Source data
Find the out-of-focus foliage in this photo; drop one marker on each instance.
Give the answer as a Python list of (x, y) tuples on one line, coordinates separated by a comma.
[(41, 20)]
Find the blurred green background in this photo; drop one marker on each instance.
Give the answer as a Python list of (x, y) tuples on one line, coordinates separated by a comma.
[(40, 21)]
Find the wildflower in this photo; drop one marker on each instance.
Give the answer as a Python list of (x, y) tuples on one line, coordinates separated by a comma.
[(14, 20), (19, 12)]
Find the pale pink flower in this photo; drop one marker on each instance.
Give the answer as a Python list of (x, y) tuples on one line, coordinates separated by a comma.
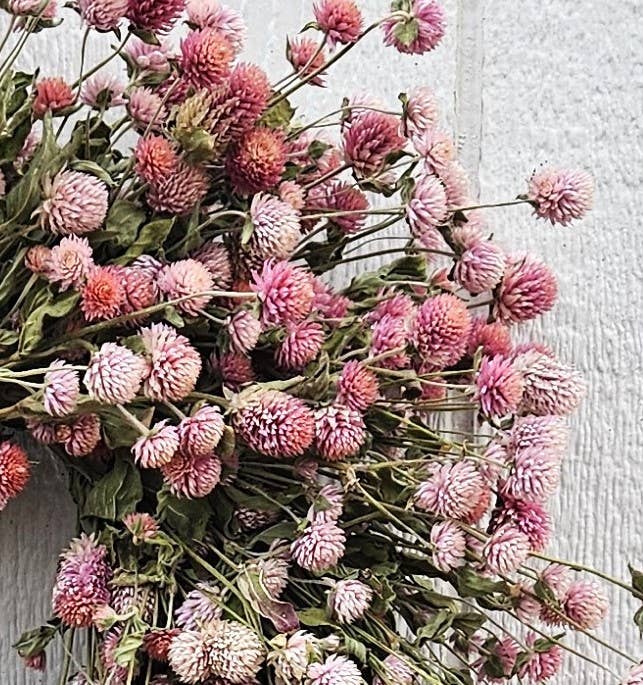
[(60, 389), (75, 204), (275, 424), (527, 290), (449, 545), (319, 547), (175, 364), (561, 196), (114, 374), (421, 33)]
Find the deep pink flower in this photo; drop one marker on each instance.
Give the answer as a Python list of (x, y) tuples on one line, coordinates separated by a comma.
[(499, 387), (527, 290), (340, 20), (275, 424), (561, 196), (441, 330), (76, 204), (175, 364), (419, 34)]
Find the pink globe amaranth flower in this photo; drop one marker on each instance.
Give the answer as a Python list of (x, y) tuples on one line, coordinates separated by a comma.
[(14, 471), (451, 490), (102, 91), (481, 267), (83, 436), (82, 582), (114, 374), (490, 338), (336, 670), (155, 15), (506, 550), (349, 600), (339, 432), (499, 387), (244, 331), (75, 204), (275, 424), (60, 389), (339, 196), (340, 20), (561, 196), (192, 477), (276, 231), (158, 447), (542, 665), (301, 346), (527, 290), (285, 292), (371, 137), (551, 387), (52, 95), (427, 207), (319, 547), (441, 329), (200, 433), (103, 295), (146, 108), (420, 33), (206, 58), (307, 57), (175, 364), (187, 278), (256, 161), (357, 387), (69, 262), (585, 605), (449, 545)]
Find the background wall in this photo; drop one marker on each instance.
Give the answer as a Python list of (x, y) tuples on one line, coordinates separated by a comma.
[(522, 84)]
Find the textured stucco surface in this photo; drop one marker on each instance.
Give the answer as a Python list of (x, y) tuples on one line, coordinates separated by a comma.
[(522, 84)]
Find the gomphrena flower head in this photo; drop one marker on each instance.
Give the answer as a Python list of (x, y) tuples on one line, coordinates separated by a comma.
[(256, 162), (114, 374), (157, 448), (506, 550), (340, 20), (449, 545), (527, 290), (200, 433), (75, 204), (499, 387), (451, 490), (14, 471), (561, 195), (358, 387), (441, 330), (339, 432), (419, 33), (155, 15), (275, 424), (349, 600), (319, 547), (336, 670), (301, 345), (285, 292), (53, 95), (192, 477), (206, 58), (82, 582), (175, 364), (60, 389)]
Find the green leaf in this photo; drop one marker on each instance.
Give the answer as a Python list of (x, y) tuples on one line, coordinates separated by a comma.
[(115, 494)]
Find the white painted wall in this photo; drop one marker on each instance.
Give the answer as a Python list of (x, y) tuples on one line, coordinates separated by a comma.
[(522, 83)]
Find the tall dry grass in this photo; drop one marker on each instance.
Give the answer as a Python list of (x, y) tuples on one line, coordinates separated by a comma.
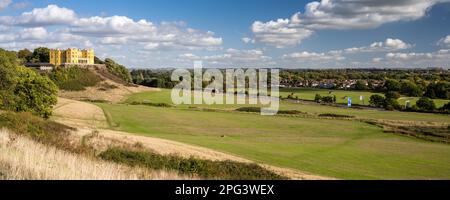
[(23, 159)]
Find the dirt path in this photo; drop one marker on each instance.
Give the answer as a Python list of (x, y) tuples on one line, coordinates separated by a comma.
[(105, 91), (88, 119)]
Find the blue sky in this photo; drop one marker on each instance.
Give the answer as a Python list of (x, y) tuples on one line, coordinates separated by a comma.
[(232, 33)]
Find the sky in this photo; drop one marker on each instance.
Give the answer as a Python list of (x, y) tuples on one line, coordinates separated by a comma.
[(237, 33)]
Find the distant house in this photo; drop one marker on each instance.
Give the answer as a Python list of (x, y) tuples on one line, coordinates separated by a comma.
[(40, 66)]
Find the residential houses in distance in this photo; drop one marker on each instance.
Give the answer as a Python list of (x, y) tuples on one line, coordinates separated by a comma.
[(331, 84)]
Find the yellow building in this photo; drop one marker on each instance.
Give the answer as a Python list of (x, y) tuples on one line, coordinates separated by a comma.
[(71, 56)]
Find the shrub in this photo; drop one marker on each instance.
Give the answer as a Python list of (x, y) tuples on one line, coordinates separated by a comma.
[(446, 108), (118, 70), (43, 131), (391, 104), (317, 98), (24, 90), (327, 99), (426, 104), (377, 100), (203, 168), (392, 95)]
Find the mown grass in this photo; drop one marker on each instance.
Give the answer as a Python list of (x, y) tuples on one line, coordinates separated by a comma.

### ASSIGNMENT
When a line among the entries contains "wall", pull that line out.

### YOUR RESPONSE
Find the background wall in this photo; drop one marker on each instance.
Find the white painted wall in this photo; drop one marker on each instance.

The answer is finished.